● **TASK**:
Print the line that contains "Where can you spot the red" and every line that follows it in the data below, ending with the final line; include nothing else.
- - - -
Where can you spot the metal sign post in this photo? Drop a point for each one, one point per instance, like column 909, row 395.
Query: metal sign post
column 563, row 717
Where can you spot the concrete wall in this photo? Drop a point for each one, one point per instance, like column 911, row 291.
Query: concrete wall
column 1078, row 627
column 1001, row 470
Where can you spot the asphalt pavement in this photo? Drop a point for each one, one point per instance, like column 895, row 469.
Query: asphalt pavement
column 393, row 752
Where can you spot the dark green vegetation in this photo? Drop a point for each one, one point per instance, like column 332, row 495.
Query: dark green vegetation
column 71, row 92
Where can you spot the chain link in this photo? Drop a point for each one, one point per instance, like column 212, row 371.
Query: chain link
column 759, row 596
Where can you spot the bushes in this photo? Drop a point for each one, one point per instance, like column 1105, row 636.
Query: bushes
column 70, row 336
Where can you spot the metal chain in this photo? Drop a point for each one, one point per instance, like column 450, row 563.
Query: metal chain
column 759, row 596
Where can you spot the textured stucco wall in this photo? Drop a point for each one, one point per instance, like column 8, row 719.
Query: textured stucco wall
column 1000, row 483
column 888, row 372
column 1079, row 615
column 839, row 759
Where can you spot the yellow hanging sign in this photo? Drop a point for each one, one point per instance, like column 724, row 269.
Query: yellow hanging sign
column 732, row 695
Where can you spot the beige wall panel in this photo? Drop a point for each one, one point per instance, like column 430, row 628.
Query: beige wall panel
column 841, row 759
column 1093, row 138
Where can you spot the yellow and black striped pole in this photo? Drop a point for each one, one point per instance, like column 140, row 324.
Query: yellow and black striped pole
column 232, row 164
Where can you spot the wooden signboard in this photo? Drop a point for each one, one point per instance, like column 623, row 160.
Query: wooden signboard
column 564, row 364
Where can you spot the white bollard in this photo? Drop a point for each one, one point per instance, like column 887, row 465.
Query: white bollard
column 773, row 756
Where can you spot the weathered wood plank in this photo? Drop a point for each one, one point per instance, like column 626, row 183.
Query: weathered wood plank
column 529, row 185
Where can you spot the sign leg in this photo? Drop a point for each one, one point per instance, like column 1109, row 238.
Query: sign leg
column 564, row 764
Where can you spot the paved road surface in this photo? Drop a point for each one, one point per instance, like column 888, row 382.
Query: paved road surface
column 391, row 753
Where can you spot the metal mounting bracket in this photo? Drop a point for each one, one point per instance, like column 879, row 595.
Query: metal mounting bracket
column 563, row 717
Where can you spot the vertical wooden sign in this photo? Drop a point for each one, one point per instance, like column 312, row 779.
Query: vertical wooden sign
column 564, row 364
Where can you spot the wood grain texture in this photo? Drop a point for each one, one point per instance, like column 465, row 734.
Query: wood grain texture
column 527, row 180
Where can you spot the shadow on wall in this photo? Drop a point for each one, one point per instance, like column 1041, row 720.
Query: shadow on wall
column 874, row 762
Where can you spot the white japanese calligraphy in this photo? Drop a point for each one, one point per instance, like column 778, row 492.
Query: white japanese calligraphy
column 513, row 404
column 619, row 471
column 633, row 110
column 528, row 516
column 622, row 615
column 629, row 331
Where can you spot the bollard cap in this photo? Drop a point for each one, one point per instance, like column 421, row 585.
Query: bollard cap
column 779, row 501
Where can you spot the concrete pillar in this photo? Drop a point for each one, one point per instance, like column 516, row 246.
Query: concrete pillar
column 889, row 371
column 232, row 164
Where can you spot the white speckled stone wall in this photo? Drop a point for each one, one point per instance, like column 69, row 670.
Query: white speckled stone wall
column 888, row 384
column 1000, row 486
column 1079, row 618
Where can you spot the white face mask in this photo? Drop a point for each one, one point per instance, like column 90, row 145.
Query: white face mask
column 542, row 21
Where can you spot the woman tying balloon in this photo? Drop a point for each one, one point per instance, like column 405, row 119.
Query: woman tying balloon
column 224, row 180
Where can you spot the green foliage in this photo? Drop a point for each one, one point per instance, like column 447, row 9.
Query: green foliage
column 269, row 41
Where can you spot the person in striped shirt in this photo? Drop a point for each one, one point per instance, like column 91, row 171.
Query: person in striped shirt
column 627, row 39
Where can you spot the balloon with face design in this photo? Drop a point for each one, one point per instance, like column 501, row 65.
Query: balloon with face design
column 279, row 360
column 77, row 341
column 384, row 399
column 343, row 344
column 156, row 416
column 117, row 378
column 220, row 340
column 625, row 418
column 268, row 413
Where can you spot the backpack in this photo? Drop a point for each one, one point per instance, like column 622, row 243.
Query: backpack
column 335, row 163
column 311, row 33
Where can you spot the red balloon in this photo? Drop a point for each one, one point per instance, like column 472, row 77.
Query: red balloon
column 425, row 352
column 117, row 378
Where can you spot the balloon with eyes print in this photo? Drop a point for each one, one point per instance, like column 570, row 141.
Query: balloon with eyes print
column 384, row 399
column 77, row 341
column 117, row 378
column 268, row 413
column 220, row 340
- - - -
● **RESULT**:
Where can you spot the red balloon in this photo? Drop a point for each one, one point per instance, like column 472, row 77.
Query: red balloon
column 425, row 352
column 117, row 378
Where can you spot the balloon with eyes print in this photo? Drop a point for each one, one point per instance, like column 570, row 141.
Query: balloon with eyes print
column 384, row 399
column 77, row 341
column 117, row 378
column 268, row 413
column 220, row 340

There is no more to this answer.